◆ **What is expected**
Retype word for word the stretch of the robot mobility text below that opens with the words containing "Reconnaissance and surveillance" and closes with "or surveillance component.".

◆ **Source text**
Reconnaissance and surveillance of hazardous areas or sites of interest are of value to civilian and government agencies alike. While by no means a complete list, hostage and survivor rescue missions, illicit drug raids, reconnaissance, and response to chemical or toxic waste spills are some of the operations that may benefit from a reconnaissance or surveillance component.
Although various systems may satisfactorily provide this capability, one promising solution is provided by the use of small, remotely-operated (or autonomous/semi-autonomous), ground traversing robotic vehicles. Although such miniature robots may be advantageous for their ease of transport to a deployment location and their ability during operation to maneuver in tight spaces, they are generally limited in the terrain and obstacles over which they can navigate when compared to their larger counterparts.
Improving the mobility of small robots is limited by a variety of factors. For instance, the small size of the platform imposes energy constraints by limiting the size of the robot's on-board energy source. Further for example, terrain over which the robot is intended to traverse may pose challenges (e.g., excessive undulations, obstacles, etc.) that are of little consequence to larger units.

◆ **Data under study**
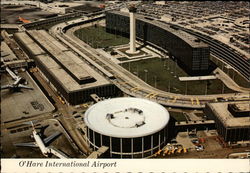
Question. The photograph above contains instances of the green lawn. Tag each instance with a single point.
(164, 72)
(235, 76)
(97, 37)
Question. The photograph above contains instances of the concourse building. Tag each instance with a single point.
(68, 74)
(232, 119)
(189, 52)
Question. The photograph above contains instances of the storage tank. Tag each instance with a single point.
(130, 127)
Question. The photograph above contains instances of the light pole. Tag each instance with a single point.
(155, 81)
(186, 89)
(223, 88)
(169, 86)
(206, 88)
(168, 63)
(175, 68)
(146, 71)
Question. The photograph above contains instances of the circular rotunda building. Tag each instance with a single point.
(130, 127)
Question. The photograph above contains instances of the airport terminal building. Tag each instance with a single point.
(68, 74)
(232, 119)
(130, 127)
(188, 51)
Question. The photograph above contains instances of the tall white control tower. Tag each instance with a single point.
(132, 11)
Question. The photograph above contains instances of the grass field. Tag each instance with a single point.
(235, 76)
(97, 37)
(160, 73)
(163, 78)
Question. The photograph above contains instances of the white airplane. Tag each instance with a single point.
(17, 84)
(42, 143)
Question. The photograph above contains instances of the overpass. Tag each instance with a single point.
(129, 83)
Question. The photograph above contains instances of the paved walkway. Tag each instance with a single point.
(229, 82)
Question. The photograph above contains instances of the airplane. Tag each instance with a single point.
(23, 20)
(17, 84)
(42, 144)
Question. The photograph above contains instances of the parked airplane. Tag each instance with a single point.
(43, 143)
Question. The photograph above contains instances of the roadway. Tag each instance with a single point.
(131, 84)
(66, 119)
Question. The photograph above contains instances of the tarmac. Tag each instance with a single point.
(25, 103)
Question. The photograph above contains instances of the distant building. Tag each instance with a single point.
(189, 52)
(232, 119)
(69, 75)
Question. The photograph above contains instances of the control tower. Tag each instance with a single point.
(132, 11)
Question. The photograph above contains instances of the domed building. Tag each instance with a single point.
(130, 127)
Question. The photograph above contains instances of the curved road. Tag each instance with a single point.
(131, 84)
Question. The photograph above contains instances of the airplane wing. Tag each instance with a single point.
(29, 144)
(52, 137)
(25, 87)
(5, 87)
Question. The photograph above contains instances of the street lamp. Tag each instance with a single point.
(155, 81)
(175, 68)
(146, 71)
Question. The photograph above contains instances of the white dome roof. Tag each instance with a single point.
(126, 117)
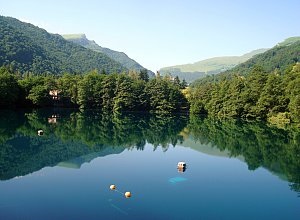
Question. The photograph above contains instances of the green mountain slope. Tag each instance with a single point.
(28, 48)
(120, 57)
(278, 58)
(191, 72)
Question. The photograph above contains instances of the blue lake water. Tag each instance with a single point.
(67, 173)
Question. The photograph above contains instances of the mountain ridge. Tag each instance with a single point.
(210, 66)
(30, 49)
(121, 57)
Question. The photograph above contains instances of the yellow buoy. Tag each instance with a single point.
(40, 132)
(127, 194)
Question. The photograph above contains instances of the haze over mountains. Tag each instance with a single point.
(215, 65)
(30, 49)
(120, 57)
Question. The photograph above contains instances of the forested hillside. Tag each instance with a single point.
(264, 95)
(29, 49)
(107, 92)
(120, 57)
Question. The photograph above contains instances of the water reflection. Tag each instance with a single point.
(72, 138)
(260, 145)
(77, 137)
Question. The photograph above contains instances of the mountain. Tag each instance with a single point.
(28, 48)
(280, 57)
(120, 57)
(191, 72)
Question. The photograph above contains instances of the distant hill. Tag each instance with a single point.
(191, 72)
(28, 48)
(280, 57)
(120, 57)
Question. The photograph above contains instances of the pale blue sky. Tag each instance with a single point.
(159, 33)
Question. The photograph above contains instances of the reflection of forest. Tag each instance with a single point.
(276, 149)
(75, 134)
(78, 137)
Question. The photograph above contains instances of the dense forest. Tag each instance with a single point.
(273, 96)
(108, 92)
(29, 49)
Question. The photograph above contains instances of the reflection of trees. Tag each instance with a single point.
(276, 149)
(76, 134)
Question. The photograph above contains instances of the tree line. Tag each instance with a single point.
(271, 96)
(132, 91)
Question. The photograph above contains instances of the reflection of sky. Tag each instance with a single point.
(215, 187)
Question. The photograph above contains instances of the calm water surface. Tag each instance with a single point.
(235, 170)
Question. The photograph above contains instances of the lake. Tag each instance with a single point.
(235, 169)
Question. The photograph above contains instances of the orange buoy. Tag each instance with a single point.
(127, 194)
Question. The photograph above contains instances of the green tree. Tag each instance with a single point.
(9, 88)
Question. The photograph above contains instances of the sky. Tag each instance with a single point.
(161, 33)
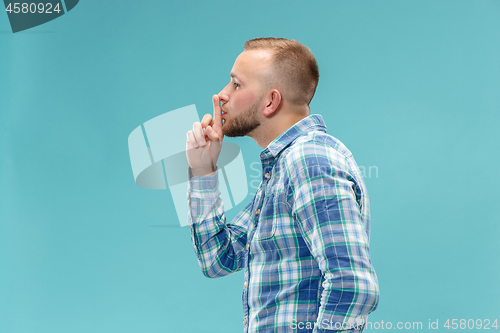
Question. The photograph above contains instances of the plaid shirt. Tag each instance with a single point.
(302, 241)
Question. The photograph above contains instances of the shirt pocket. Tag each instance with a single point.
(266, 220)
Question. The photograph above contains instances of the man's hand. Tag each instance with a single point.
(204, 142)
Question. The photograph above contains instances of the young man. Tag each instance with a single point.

==

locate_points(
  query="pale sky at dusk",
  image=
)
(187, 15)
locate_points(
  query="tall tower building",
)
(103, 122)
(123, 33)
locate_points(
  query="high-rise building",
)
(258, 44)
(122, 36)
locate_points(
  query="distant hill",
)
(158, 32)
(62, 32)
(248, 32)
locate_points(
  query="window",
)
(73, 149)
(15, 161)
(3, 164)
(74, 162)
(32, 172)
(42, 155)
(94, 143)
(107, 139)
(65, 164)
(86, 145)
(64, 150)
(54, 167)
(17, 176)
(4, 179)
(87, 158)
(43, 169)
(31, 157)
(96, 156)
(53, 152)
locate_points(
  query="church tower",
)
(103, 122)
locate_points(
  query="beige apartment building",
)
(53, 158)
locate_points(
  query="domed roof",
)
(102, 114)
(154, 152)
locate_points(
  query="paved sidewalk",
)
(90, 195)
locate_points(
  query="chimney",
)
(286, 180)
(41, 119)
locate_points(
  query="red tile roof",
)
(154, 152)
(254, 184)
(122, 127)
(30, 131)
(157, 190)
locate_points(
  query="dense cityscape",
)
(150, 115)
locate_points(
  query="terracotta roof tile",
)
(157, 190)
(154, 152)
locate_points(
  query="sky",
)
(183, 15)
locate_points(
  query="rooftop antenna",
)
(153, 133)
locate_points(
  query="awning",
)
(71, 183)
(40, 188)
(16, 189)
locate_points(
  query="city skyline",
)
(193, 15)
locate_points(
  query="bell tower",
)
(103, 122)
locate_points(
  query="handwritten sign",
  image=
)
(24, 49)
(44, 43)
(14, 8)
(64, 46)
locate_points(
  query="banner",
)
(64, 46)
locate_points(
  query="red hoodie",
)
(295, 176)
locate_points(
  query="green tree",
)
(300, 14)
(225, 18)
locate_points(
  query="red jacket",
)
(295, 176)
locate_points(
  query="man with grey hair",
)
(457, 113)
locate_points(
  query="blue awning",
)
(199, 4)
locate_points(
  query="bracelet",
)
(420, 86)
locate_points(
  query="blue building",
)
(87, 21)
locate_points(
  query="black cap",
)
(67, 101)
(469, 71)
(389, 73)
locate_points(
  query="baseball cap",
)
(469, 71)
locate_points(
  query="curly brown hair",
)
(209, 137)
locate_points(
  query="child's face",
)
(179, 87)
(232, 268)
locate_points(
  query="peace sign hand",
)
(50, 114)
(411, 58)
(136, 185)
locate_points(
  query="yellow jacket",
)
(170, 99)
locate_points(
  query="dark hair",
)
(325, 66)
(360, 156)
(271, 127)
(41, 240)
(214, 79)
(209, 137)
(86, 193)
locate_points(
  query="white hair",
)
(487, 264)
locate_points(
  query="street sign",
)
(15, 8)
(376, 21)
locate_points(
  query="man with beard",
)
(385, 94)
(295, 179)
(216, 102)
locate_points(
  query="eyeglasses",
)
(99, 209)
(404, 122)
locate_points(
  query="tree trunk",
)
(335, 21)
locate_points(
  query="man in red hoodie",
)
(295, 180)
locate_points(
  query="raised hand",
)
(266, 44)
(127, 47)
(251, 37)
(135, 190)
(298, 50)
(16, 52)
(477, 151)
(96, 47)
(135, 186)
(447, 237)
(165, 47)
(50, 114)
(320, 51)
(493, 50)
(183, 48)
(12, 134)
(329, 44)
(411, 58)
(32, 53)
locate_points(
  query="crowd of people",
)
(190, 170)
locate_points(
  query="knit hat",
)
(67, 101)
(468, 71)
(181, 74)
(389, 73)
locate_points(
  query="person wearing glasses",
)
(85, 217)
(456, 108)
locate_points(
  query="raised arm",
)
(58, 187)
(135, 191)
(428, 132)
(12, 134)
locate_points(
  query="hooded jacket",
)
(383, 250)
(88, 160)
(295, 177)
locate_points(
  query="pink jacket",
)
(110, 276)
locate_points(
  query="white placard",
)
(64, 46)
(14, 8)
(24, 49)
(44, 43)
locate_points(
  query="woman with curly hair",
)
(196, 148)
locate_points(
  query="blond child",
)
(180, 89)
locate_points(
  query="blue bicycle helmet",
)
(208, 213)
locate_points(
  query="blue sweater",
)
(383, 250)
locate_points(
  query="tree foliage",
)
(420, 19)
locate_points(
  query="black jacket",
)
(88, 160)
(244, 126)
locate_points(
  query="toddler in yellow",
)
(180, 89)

...

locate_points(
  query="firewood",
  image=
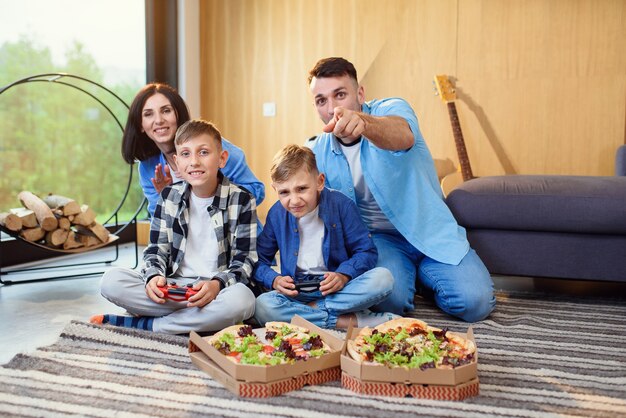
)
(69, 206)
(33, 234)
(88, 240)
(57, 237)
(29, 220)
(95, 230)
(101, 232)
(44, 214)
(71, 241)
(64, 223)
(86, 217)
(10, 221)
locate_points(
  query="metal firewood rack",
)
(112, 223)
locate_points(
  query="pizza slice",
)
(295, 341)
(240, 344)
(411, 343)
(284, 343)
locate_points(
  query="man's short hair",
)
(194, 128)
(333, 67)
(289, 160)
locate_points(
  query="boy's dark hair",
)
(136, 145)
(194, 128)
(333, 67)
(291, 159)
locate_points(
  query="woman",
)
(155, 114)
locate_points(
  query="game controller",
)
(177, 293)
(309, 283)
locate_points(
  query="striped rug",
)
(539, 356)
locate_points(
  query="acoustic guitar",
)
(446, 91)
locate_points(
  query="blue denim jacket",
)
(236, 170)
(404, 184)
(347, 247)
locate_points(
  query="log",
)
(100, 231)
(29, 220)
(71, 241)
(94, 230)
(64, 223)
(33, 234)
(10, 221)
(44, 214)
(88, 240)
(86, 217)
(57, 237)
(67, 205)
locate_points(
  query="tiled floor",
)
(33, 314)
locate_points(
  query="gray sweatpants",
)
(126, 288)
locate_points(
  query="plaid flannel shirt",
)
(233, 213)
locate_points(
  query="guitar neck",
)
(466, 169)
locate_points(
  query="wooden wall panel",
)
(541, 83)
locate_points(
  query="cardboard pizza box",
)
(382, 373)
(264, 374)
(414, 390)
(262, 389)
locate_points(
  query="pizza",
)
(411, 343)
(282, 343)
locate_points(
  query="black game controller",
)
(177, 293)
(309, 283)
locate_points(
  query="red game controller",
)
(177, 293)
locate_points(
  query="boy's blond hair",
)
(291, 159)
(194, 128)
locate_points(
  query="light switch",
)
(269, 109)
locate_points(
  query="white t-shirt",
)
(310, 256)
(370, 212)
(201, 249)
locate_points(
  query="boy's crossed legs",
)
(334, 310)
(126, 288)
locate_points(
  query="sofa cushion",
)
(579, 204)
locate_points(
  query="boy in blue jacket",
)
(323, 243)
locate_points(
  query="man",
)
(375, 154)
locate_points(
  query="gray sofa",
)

◆ **Answer box**
Reconnaissance and surveillance of hazardous areas or sites of interest are of value to civilian and government agencies alike. While by no means a complete list, hostage and survivor rescue missions, illicit drug raids, reconnaissance, and response to chemical or toxic waste spills are some of the operations that may benefit from a reconnaissance or surveillance component.